## [INSTRUCTIONS FOR THE TASK]
Write the records out once more, exactly as they appear below.

++++++

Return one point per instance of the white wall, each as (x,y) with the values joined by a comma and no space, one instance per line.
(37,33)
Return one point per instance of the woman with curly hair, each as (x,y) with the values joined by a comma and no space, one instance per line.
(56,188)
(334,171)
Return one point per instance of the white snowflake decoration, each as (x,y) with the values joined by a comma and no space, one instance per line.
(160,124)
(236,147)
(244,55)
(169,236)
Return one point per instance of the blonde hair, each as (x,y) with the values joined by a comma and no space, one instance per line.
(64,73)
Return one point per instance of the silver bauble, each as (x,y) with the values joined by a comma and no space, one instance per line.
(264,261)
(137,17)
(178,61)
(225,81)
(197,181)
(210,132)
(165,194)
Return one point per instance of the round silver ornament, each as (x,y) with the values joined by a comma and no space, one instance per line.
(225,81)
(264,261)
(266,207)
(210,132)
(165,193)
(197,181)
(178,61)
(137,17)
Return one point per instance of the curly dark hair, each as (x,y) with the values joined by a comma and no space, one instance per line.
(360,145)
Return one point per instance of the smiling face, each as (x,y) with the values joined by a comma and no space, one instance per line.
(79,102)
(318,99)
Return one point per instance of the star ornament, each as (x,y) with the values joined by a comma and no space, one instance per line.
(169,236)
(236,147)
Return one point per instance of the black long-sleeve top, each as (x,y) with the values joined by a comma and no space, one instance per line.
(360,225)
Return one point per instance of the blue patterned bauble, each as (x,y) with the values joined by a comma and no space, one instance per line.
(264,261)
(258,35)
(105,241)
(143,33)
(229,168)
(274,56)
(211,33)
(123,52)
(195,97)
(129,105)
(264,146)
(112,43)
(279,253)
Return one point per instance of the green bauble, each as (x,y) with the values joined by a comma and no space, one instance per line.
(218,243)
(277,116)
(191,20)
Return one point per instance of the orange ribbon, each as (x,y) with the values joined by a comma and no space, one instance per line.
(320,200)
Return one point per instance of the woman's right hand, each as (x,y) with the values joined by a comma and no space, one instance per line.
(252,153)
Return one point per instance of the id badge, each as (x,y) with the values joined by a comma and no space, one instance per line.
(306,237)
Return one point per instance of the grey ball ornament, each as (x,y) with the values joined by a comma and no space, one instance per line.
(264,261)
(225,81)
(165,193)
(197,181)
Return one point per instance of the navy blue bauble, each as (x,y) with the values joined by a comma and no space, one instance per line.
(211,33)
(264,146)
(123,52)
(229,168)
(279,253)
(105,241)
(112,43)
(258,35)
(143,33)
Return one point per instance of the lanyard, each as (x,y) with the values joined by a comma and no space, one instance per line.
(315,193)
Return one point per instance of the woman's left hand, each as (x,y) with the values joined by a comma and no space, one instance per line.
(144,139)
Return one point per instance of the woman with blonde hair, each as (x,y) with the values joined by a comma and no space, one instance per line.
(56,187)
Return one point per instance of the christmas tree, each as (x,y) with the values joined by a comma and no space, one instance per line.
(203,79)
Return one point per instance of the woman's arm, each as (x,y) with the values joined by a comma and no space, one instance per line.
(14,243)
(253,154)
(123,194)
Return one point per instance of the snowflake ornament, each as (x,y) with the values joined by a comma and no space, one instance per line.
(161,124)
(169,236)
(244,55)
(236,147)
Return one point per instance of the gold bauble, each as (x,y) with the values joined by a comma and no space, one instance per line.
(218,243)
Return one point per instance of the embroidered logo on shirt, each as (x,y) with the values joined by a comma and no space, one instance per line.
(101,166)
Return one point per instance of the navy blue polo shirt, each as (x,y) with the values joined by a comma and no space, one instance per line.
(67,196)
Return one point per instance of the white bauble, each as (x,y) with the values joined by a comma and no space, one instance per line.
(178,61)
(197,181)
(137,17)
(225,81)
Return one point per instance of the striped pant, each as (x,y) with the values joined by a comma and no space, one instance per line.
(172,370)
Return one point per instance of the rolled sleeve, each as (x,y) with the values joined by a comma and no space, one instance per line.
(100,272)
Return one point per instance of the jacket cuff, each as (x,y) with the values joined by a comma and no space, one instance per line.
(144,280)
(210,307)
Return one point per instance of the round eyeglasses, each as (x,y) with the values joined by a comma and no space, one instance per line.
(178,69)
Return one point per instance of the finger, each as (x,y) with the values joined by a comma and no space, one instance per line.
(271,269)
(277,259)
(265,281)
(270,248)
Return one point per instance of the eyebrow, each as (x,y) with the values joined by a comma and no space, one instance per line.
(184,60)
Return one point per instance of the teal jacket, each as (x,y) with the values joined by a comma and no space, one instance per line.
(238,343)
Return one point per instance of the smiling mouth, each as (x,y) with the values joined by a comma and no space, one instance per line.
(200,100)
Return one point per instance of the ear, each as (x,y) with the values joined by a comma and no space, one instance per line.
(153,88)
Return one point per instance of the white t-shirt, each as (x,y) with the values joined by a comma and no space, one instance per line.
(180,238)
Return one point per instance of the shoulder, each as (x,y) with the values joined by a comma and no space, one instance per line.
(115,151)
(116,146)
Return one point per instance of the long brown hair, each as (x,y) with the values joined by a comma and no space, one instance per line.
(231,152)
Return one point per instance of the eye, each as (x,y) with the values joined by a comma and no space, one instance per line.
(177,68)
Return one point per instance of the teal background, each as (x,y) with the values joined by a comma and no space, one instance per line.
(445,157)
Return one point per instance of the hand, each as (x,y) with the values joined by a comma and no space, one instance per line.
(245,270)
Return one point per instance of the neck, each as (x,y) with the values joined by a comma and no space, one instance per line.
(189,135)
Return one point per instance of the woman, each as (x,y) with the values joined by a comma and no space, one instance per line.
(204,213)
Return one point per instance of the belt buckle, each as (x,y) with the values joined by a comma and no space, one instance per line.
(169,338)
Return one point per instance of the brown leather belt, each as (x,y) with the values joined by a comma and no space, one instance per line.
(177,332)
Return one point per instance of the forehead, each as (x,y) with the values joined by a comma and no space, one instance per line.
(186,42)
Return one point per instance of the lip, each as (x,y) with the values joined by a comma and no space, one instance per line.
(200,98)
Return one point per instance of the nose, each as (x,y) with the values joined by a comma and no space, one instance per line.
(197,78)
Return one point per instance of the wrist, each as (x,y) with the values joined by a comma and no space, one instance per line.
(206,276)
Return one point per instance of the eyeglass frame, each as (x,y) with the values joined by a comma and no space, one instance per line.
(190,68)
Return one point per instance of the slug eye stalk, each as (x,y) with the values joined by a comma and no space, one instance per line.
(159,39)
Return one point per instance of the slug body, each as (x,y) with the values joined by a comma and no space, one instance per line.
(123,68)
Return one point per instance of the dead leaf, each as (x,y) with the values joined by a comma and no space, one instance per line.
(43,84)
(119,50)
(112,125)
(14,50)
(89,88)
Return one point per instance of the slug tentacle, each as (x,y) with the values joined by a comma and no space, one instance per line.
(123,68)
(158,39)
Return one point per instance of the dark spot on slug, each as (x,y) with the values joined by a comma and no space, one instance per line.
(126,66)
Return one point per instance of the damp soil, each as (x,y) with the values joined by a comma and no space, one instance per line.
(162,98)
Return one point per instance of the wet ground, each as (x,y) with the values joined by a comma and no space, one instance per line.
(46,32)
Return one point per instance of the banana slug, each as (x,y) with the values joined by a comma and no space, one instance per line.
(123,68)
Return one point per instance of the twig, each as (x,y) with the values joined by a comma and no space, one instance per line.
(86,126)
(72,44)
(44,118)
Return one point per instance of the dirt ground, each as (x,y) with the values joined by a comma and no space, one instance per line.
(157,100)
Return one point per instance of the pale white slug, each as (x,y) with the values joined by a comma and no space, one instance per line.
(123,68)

++++++

## [ANSWER BOX]
Return one point per instance of the white wall, each as (x,y) with the values joined by a comma and no space, one instance per line.
(37,33)
Return one point per instance of the woman with curly hair, each as (x,y) with the values joined by a comma and no space, one instance per line.
(56,188)
(334,171)
Return one point per instance of the white snowflake decoration, each as (x,y) with the values joined by a comma and no space, one instance per line.
(160,124)
(236,147)
(244,55)
(169,236)
Return one point per instance of the blonde hair, each as (x,y) with the values joined by a comma and no space, one instance per line.
(64,73)
Return one point per instance of the silver bauble, each as (x,y) with the values joined by a comma and no space, one instance per line.
(264,261)
(137,17)
(178,61)
(225,81)
(197,181)
(210,132)
(165,194)
Return one point per instance of the round silver ornament, each as (x,y) with the values joined by a comma and no space, one instance per line.
(225,81)
(264,261)
(266,207)
(210,132)
(165,193)
(197,181)
(178,61)
(137,17)
Return one point per instance of the curly dark hair, each as (x,y) with the values joined by a comma and no space, one instance per line.
(360,145)
Return one point per instance of the smiling face, each as (x,y) with the values joined by a comma and no space, one instance per line.
(79,102)
(318,99)
Return one point per instance of the star ornament, each as (x,y) with the values joined by a comma and no space, one instance per line.
(169,236)
(236,147)
Return one point per instance of the black long-sleeve top, each as (x,y) with the values joined by a comma and no space, one instance per line.
(360,225)
Return one point per instance of the blue patterned bauble, each as (x,y) with the values joined by a comma and no space, one instance per line.
(264,261)
(258,35)
(105,241)
(143,33)
(229,168)
(274,56)
(211,33)
(123,52)
(195,97)
(129,105)
(264,146)
(112,43)
(279,253)
Return one point per instance of the green bauble, each as (x,y) with the values joined by a comma and no space, one instance per line.
(218,243)
(277,116)
(191,20)
Return one point per instance of the orange ribbon, each as (x,y) with the values joined by a comma and no space, one instance per line.
(320,200)
Return one point per instance of the woman's right hand, each as (x,y) with the values joined by a comma and no space, one instance per line.
(252,153)
Return one point per instance of the id badge, each as (x,y) with the values joined by a comma and no space, one instance per line.
(306,237)
Return one point per instance of the grey ball ornament, each as (x,y) with the values joined by a comma and no space, one instance per line.
(264,261)
(225,81)
(165,193)
(197,181)
Return one point per instance of the navy blue bauble, each as (x,y) with the values joined by a comma and no space, one instance per line.
(211,33)
(264,146)
(123,52)
(229,168)
(279,253)
(105,241)
(112,43)
(258,35)
(143,33)
Return one point per instance of the lanyard, each as (x,y) with the values joined by a comma and no space, one instance per line.
(315,193)
Return one point per instance of the woman's left hand, each as (x,y) with the values joined by a comma and no space, one instance per line.
(144,139)
Return one point per instance of the woman with blonde hair, each as (x,y) with the values joined by a comma and no space, one instance per line.
(56,187)
Return one point per instance of the christmas tree, each as (x,y) with the values joined by a comma and no space, one instance per line.
(203,79)
Return one point per instance of the woman's arm, each as (x,y) with the values joined by a comma and no space, one instance per line.
(14,243)
(253,154)
(123,194)
Return one point per instance of the snowflake ornament, each as (x,y) with the values joined by a comma and no space, one instance per line.
(161,124)
(169,236)
(244,55)
(236,147)
Return one point per instance of the gold bauble, each as (x,y) with the values joined by a comma and no space, one instance per line.
(218,243)
Return one point per instance of the embroidered logo on shirt, each as (x,y) with the values joined by a comma and no space, one instance per line.
(101,166)
Return one point per instance of the navy blue polo shirt, each as (x,y) with the values joined by a comma and no space, one instance per line.
(67,196)
Return one point per instance of the white bauble, each as (x,y) with the values joined by a comma and no space, one instance per line.
(178,61)
(197,181)
(137,17)
(225,81)
Return one point per instance of the striped pant, each as (x,y) with the values joined by a comma and no space, one instance per line.
(172,370)
Return one point per instance of the rolled sleeve, each as (x,y) with the values joined by a comma and no space, one instance per line.
(100,272)
Return one point per instance of the jacket cuff, each as (x,y) with the values joined by a comma and no space, one instance per line.
(144,280)
(210,307)
Return one point per instance of the round eyeglasses, each as (x,y) with the values joined by a comma and no space, one instance per line.
(178,69)
Return one point per instance of the finger, each as (x,y) with the values joined by a comma and no space, one instance per line.
(271,269)
(277,259)
(265,281)
(270,248)
Return one point per instance of the eyebrow, each as (x,y) with the values joined by a comma and no space, one instance per line.
(184,60)
Return one point per instance of the teal jacket, each as (x,y) with the values joined by a comma and no space, one instance per line.
(238,343)
Return one point per instance of the smiling mouth, each as (x,y) with the values joined by a comma and no space, one instance per line.
(200,100)
Return one point per instance of the ear, each as (x,y) with the values joined by a comma and no space, one instance per line.
(153,88)
Return one point per instance of the white t-shirt, each as (x,y) with the values joined by a comma and no space, one instance per line.
(180,238)
Return one point per instance of the shoulder, each as (x,y) with the values joined by a comma and no space, one instance per line.
(115,151)
(116,146)
Return one point per instance of the long brown hair, each as (x,y) with the values joined by a comma and no space, one instance per line.
(231,152)
Return one point per instance of the eye, each as (x,y) with the values joined by a comma and no space, one instance per line.
(177,68)
Return one point per instance of the teal background, each as (x,y) with the values joined by a comma and no space, one instance per line.
(445,157)
Return one point per instance of the hand, each as (x,y) with the values joined by a comma and no space, one instance per line.
(245,270)
Return one point per instance of the neck, each as (x,y) with the values joined by a comma and no space, one instance per line.
(189,135)
Return one point per instance of the woman, each as (x,y) with the values joined by a comma and no space, one instance per line.
(204,213)
Return one point per instance of the belt buckle, each as (x,y) with the values joined by a comma and no space, one instance per line.
(169,338)
Return one point per instance of the brown leather belt, each as (x,y) with the values joined by a comma and no space, one instance per line.
(177,332)
Return one point per instance of the forehead, each as (x,y) with the values joined by a comma and no space, one instance per line.
(186,42)
Return one point per instance of the lip, each as (x,y) with the values joined by a comma and no space, one instance per line.
(200,98)
Return one point per instance of the nose, each as (x,y) with the values joined by a comma and no space, one instance per line.
(197,78)
Return one point per instance of the wrist, each as (x,y) with the values joined by a comma and no space, one instance per line.
(206,276)
Return one point per instance of the eyeglass frame, each as (x,y) with the values joined by a comma and no space, one instance per line.
(190,68)
Return one point per instance of the slug eye stalk, each as (x,y) with the values joined by a comma and no space, one instance per line.
(159,39)
Return one point per instance of the slug body, each as (x,y) with the values joined by a comma and no space, one instance per line.
(123,68)
Return one point per instance of the dead leaf, each as (x,y) with the values joined by a comma and no space, one instance per line.
(43,84)
(119,50)
(112,125)
(14,50)
(89,88)
Return one point per instance of the slug tentacle, each as (x,y) with the values joined by a comma and no space, one instance per line.
(123,68)
(158,39)
Return one point per instance of the dark spot on slug, each as (x,y) with the values joined by a comma and no space, one instance per line.
(126,66)
Return one point per instance of the damp soil, each as (x,y) with the values joined by a comma and no space, one instance per line.
(162,98)
Return one point per instance of the wet ground, each as (x,y) with the values joined by a comma and no space, one instance per line.
(46,32)
Return one point per instance of the banana slug, each as (x,y) with the values joined by a comma and no space, one instance per line.
(123,68)
Return one point per instance of the twig, each as (x,y) with the values joined by a comma and no space, one instance per line.
(86,126)
(72,44)
(44,118)
Return one point per instance of the dirt ground, each as (x,y) with the values joined by a comma and no space, one instance per line.
(157,100)
Return one point per instance of the pale white slug, each as (x,y) with the values joined by a comma and no space, one instance per line.
(123,68)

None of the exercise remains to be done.